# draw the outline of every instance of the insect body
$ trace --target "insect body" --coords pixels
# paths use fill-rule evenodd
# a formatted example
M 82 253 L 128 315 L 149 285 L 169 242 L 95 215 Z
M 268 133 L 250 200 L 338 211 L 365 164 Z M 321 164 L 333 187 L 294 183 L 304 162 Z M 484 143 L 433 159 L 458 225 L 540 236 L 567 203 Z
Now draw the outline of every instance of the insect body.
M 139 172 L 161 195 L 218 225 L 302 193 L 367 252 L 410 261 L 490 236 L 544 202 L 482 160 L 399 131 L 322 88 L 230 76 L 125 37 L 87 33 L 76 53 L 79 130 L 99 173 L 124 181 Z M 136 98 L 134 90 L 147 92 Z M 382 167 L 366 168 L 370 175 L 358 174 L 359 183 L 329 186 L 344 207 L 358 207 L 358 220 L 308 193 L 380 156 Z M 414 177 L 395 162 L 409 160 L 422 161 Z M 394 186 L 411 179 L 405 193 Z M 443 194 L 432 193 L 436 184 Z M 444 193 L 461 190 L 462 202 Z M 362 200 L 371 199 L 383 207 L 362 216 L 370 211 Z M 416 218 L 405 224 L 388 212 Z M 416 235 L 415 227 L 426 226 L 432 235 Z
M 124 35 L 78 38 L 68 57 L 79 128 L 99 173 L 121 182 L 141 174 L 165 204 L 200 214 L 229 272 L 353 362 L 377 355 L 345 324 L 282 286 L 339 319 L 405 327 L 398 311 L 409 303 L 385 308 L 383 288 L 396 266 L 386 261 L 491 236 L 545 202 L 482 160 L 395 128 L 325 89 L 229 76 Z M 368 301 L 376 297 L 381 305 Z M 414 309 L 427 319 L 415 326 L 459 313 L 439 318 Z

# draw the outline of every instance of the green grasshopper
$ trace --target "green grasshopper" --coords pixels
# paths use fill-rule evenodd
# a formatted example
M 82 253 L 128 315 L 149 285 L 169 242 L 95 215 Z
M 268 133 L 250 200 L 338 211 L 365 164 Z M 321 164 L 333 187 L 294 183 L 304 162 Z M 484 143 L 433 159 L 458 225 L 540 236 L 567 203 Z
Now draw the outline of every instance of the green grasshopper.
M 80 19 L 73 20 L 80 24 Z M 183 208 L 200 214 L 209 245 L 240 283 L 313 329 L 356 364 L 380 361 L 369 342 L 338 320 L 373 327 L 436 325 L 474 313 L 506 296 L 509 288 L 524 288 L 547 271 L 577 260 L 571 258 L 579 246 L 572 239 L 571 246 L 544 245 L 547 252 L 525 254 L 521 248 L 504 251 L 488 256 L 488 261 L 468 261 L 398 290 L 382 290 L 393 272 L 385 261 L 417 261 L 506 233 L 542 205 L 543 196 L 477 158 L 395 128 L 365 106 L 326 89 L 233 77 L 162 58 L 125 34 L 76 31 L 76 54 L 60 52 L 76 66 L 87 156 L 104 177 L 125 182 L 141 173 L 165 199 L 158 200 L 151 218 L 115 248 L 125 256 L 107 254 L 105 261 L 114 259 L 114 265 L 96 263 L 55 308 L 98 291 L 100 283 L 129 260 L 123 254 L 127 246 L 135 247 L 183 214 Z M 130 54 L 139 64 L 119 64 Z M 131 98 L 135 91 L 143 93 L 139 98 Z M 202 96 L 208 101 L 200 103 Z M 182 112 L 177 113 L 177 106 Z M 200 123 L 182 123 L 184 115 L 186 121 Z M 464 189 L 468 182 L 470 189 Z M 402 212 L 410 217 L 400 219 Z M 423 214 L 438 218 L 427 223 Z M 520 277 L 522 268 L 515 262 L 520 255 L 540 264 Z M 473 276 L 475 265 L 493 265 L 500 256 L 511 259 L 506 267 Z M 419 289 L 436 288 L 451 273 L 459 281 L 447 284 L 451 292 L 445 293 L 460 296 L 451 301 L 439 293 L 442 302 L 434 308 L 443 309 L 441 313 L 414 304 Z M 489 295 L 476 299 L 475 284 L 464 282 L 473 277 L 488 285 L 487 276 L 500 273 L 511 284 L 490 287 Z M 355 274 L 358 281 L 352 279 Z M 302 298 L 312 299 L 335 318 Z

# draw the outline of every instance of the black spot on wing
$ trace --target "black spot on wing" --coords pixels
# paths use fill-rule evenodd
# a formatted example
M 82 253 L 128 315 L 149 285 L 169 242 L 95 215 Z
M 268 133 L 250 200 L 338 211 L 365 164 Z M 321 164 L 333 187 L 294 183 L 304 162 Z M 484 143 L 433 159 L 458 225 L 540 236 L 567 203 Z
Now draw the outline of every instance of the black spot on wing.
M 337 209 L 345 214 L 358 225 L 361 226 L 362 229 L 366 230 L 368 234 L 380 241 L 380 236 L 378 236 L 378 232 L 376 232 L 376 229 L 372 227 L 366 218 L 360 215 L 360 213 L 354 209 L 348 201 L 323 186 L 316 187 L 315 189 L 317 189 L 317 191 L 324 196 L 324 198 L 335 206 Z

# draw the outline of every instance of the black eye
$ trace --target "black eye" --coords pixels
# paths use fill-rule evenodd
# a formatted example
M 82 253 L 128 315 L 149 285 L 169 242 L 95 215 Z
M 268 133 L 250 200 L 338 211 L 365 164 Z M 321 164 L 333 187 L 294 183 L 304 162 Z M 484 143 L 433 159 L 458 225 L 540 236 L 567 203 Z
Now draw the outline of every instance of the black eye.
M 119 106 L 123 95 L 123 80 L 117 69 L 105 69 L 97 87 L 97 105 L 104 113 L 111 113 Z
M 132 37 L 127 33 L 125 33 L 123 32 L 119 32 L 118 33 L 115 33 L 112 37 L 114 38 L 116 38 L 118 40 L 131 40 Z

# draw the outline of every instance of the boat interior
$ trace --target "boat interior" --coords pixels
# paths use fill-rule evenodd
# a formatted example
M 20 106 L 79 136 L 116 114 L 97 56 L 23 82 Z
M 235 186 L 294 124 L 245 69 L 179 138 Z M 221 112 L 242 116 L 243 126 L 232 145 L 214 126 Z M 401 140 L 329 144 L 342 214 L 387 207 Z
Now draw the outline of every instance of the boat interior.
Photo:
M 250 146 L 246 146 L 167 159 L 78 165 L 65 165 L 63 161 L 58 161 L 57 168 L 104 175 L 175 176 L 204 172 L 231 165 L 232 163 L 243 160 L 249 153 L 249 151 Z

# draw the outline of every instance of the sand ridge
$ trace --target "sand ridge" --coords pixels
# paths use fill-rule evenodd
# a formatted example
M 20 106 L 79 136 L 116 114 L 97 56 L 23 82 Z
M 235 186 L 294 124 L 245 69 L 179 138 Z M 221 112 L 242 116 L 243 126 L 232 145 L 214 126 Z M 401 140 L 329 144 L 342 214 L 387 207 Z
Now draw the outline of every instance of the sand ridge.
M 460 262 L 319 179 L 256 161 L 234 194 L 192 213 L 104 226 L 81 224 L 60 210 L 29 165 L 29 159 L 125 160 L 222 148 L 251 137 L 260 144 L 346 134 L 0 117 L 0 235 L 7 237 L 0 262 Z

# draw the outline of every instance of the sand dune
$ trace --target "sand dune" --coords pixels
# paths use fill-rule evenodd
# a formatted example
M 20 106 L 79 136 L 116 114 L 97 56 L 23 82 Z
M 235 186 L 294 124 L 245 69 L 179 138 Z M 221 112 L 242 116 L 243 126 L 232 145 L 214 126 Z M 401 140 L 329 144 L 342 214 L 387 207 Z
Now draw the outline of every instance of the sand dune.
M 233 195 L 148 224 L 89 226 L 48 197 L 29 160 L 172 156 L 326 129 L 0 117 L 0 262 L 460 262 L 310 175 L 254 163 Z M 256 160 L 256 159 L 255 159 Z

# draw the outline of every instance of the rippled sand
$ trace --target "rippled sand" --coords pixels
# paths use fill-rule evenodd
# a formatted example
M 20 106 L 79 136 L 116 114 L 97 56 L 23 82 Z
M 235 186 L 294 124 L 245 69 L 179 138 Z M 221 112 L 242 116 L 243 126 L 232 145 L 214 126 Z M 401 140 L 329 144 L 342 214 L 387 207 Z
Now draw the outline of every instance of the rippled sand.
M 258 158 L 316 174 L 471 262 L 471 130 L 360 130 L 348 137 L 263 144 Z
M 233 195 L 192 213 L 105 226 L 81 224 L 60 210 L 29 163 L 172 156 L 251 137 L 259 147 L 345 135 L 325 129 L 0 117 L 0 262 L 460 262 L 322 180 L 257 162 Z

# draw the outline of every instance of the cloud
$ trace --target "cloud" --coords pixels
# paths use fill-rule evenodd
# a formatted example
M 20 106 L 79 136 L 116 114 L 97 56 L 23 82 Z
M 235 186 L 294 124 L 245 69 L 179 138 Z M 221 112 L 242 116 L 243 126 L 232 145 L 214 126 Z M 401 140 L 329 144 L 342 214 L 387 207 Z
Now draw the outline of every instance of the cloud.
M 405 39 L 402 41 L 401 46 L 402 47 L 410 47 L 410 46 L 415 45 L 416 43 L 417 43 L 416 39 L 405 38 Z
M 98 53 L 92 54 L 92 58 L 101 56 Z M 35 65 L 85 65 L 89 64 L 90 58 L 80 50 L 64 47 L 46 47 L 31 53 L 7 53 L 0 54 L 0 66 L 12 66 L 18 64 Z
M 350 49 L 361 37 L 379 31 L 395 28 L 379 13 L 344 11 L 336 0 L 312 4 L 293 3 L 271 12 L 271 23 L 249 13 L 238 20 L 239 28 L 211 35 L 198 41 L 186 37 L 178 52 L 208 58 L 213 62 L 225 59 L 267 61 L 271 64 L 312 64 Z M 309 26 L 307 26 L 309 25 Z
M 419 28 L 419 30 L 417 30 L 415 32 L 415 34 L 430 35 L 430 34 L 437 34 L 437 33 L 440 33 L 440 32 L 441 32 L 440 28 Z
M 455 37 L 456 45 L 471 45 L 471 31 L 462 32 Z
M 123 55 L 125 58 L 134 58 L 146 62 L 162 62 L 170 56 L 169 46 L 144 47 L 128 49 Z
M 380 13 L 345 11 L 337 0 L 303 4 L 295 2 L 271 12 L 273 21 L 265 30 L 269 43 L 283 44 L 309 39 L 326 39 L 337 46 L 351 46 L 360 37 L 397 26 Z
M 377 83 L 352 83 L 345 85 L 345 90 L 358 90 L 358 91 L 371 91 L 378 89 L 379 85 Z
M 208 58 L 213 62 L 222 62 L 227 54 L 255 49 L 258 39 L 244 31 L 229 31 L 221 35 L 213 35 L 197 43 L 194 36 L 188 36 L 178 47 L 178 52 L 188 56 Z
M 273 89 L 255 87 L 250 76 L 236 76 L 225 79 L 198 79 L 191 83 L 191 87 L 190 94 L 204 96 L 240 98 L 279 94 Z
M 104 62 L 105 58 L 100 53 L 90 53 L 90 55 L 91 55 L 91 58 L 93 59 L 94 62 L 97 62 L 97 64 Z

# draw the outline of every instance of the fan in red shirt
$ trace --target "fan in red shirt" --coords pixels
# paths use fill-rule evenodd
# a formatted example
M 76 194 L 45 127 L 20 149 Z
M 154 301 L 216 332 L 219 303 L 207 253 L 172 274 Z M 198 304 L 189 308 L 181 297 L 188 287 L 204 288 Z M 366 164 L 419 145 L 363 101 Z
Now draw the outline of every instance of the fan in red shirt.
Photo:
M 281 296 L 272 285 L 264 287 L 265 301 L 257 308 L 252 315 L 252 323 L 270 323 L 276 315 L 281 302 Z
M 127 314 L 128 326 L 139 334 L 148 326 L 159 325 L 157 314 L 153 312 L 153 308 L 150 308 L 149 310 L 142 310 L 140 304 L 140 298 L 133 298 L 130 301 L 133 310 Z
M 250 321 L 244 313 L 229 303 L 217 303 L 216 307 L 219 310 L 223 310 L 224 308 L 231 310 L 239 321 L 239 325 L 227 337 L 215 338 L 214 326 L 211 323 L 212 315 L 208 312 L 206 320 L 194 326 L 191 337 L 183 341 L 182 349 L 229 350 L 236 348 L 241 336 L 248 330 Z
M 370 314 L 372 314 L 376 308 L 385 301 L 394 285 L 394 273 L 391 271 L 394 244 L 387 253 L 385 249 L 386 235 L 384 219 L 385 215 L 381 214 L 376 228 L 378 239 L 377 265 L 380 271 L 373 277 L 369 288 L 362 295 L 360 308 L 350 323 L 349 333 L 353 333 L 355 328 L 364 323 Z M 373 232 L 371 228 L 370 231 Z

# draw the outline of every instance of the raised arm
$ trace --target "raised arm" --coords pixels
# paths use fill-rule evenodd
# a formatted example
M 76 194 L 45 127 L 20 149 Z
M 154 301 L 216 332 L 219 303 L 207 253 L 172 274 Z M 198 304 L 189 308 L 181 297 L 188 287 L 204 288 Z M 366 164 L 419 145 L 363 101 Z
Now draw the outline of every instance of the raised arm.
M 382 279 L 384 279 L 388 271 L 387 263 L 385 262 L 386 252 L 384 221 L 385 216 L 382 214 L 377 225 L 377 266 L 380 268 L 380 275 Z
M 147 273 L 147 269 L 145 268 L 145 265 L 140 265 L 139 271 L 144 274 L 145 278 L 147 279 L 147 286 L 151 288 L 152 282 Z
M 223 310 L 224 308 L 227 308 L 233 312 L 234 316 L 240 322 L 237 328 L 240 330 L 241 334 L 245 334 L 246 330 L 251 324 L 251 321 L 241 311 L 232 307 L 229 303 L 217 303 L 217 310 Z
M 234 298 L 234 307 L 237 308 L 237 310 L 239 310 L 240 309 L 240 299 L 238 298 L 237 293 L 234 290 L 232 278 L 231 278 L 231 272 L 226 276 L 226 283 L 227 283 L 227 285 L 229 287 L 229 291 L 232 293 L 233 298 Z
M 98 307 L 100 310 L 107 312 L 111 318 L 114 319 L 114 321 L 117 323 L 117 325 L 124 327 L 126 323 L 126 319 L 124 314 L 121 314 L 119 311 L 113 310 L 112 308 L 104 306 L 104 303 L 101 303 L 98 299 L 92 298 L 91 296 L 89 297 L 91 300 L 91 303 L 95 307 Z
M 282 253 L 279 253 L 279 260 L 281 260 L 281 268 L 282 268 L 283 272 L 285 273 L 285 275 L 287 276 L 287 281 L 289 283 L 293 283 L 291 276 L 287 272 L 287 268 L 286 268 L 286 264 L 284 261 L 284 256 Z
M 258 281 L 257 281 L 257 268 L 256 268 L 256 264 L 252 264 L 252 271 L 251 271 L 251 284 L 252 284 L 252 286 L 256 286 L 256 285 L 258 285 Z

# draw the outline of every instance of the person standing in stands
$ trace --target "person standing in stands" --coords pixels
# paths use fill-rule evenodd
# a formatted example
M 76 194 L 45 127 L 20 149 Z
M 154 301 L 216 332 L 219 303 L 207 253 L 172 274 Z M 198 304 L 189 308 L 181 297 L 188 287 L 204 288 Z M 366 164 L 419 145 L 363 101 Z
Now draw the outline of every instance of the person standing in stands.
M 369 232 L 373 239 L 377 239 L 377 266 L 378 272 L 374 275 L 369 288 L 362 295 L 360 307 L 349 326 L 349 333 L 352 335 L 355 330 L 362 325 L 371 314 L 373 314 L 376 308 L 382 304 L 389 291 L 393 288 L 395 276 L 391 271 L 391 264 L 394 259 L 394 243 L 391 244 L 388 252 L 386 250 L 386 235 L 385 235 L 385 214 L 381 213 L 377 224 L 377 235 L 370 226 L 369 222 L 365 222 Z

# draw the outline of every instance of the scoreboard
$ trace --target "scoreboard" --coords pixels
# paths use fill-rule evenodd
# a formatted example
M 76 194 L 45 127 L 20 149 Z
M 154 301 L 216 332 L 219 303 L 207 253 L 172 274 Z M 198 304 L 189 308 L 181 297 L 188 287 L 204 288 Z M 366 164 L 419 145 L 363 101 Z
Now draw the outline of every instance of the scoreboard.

■ ■ ■

DO THIS: Revise the lines from the line with "# draw the outline of every instance of the black eye" to the line with "M 460 262 L" by swapping "a formatted example" for "a worked example" and leaving everything else as it is. Return only those lines.

ANSWER TO THIS PROBLEM:
# draw the outline of every instance of the black eye
$ trace --target "black eye" --coords pixels
# paths use fill-rule evenodd
# a worked example
M 82 253 L 128 315 L 149 285 L 169 242 L 95 215 Z
M 268 133 L 250 200 L 338 211 L 365 164 Z M 321 164 L 333 187 L 294 183 L 304 162 Z M 484 143 L 433 159 L 458 225 L 540 236 L 567 203 Z
Now draw the outline of every instance of the black eye.
M 119 106 L 123 95 L 123 80 L 117 69 L 105 69 L 97 87 L 97 105 L 104 113 L 111 113 Z
M 132 37 L 127 33 L 125 33 L 123 32 L 119 32 L 118 33 L 115 33 L 112 37 L 114 38 L 116 38 L 118 40 L 131 40 Z

# draw the outline of every instance of the boat interior
$ trace --target "boat interior" --coords pixels
# paths use fill-rule evenodd
# a worked example
M 20 106 L 79 136 L 116 114 L 97 56 L 23 82 Z
M 235 186 L 294 124 L 245 69 L 179 138 Z M 221 112 L 242 116 L 243 126 L 232 145 L 214 126 Z M 401 140 L 329 144 L 342 214 L 387 207 Z
Now draw the outline of every instance of the boat interior.
Photo:
M 250 146 L 246 146 L 167 159 L 78 165 L 65 165 L 63 161 L 58 161 L 57 168 L 104 175 L 175 176 L 204 172 L 231 165 L 232 163 L 243 160 L 249 153 L 249 151 Z

# draw the outline of every instance of the sand ridge
$ trace --target "sand ridge" --coords pixels
# paths use fill-rule evenodd
# a worked example
M 20 106 L 79 136 L 116 114 L 97 56 L 23 82 Z
M 235 186 L 294 124 L 245 69 L 179 138 Z M 221 112 L 242 116 L 243 126 L 232 145 L 214 126 Z M 401 140 L 329 144 L 342 214 L 387 207 Z
Now draw the outline of every instance of the sand ridge.
M 460 262 L 319 179 L 256 161 L 234 194 L 192 213 L 104 226 L 81 224 L 60 210 L 29 165 L 29 159 L 125 160 L 222 148 L 251 137 L 260 144 L 346 134 L 0 117 L 0 235 L 7 237 L 0 262 Z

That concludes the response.